A Graduação


Passei para Engenharia na Universidade Federal do Rio de Janeiro. Quando eu ia à Ilha do Governador e passava pela frente do Hospital Universitário, sempre havia alguém que dizia que ali era o Fundão. Para mim, o Fundão era o prédio do hospital, em um andar seria Medicina, em outro, Engenharia, em outro, História, e assim seria para todos os cursos.

Peguei a comprovante de aprovação no vestibular e todos os documentos necessários para a matrícula e fui ao hospital. Aproximei-me do guarda que estava na portaria e disse-lhe que queria fazer a matrícula em Engenharia. Ele olhou-me com um olhar de espanto e disse: "Está vendo aquela caixa d'água redonda lá longe? (Era o centro de pesquisa da Petrobras.) Pois então, o Instituto de Engenharia é depois dela". Fui a pé até lá. Ao atravessar o Bloco A, deparei-me com o corredor que une os nove blocos do Centro de Tecnologia. Agora, o espanto era meu. Havia chegado a Sorbonne! Não demoraria muito para Sorbonne ruir.

O acesso ao Fundão era muito ruim. Havia uma ponte de mão dupla na direção de Bonsucesso, perto de Centro de Tecnologia, e a entrada pelo Hospital Universitário. Não estavam construídas a Linha Amarela e a Linha Vermelha e não havia ônibus que passasse pelo Fundão. Parece-me que havia um ônibus que saía de Copacabana e, nos primeiros horários da manhã, mudava o itinerário passando pelo Fundão. Internamente, um ônibus circulava, de hora em hora, ligando os centros de estudo.

════════

*TAREFA A:* Reproduza fielmente o trecho do texto base que começa em "A Graduação" e termina em "todos os cursos.".
*TAREFA B:* No texto base, com que frequência circulava o ônibus interno que ligava os centros de estudo do Fundão?

*SEÇÃO DE DADOS:*
════════

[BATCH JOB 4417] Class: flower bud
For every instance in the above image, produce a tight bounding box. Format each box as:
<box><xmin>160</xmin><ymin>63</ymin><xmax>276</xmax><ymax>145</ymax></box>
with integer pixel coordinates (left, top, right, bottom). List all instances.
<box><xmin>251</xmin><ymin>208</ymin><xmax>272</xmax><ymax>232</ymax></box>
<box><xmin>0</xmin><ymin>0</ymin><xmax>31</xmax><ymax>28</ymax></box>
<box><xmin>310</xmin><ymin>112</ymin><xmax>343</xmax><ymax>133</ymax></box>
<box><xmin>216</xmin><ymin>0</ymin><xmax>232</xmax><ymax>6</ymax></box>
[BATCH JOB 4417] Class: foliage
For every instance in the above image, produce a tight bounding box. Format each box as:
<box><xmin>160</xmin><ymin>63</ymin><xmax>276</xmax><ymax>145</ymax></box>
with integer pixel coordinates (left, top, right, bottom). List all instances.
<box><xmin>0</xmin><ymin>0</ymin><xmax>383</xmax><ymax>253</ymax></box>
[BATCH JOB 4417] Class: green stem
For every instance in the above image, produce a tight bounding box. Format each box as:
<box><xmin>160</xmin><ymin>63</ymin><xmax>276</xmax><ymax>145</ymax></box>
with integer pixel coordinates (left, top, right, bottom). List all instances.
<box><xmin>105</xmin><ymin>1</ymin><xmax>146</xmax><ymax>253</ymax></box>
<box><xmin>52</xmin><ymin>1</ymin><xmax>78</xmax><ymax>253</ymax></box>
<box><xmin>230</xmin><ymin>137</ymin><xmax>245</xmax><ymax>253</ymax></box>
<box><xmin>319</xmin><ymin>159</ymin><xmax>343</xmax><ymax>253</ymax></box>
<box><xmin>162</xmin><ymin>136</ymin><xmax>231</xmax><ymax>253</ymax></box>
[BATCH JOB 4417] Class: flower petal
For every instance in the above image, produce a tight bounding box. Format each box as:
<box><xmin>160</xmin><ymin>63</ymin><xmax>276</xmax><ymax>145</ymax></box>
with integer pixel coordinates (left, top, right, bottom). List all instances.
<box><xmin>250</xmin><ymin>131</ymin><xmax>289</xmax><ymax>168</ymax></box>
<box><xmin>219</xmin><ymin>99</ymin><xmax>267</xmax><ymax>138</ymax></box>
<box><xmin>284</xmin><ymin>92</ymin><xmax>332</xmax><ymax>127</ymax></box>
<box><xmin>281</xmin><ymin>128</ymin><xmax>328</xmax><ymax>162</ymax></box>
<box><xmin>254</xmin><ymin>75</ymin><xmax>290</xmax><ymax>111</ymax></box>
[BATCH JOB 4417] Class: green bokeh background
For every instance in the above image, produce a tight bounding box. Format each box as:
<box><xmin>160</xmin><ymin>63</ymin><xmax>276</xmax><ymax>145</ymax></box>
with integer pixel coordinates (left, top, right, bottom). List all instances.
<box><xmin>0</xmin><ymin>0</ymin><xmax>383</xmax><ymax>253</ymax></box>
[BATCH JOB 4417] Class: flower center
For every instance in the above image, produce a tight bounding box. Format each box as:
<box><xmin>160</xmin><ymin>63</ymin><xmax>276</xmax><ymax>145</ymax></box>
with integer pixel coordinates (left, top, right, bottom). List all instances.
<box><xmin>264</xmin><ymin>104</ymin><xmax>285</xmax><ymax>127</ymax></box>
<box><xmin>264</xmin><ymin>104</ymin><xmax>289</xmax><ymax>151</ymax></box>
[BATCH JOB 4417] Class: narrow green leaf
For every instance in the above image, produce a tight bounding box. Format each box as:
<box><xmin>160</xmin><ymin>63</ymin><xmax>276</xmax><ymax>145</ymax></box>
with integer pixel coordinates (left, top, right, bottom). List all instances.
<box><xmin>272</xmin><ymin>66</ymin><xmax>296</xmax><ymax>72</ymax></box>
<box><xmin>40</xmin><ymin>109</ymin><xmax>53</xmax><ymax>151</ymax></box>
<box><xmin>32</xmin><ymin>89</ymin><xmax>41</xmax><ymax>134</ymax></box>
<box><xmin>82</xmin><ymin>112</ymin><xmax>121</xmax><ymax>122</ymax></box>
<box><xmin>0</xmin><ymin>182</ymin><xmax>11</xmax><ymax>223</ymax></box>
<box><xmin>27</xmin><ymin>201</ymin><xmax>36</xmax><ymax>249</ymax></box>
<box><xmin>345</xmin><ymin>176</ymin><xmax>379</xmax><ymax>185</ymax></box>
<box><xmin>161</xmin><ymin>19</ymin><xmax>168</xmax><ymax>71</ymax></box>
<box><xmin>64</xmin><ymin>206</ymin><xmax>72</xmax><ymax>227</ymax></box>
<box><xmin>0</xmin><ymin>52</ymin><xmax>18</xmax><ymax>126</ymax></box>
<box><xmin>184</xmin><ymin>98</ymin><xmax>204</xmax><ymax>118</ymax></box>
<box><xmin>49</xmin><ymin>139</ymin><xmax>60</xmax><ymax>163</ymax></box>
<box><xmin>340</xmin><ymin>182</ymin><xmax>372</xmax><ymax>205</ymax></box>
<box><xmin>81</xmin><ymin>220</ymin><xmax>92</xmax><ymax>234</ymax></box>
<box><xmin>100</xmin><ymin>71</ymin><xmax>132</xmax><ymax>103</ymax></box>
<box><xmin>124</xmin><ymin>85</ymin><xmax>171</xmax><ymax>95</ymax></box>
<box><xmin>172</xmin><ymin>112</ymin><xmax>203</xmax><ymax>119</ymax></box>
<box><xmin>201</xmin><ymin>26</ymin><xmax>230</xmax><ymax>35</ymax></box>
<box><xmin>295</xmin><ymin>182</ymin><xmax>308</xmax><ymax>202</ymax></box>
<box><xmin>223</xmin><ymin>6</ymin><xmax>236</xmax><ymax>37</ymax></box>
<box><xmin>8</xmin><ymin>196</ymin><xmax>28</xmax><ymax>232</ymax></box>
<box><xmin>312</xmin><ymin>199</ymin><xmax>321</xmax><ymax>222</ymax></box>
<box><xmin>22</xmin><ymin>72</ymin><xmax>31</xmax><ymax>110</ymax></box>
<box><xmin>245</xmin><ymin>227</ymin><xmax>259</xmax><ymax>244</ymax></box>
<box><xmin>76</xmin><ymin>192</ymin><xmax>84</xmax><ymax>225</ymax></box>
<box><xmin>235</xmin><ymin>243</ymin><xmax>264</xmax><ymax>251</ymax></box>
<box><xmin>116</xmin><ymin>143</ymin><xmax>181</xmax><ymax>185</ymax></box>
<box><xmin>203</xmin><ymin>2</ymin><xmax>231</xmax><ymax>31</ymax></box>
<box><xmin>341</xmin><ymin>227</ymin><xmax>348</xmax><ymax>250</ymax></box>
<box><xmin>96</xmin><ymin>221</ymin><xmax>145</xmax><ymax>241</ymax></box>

════════

*RESPOSTA A:*
A Graduação


Passei para Engenharia na Universidade Federal do Rio de Janeiro. Quando eu ia à Ilha do Governador e passava pela frente do Hospital Universitário, sempre havia alguém que dizia que ali era o Fundão. Para mim, o Fundão era o prédio do hospital, em um andar seria Medicina, em outro, Engenharia, em outro, História, e assim seria para todos os cursos.

*RESPOSTA B:* De hora em hora.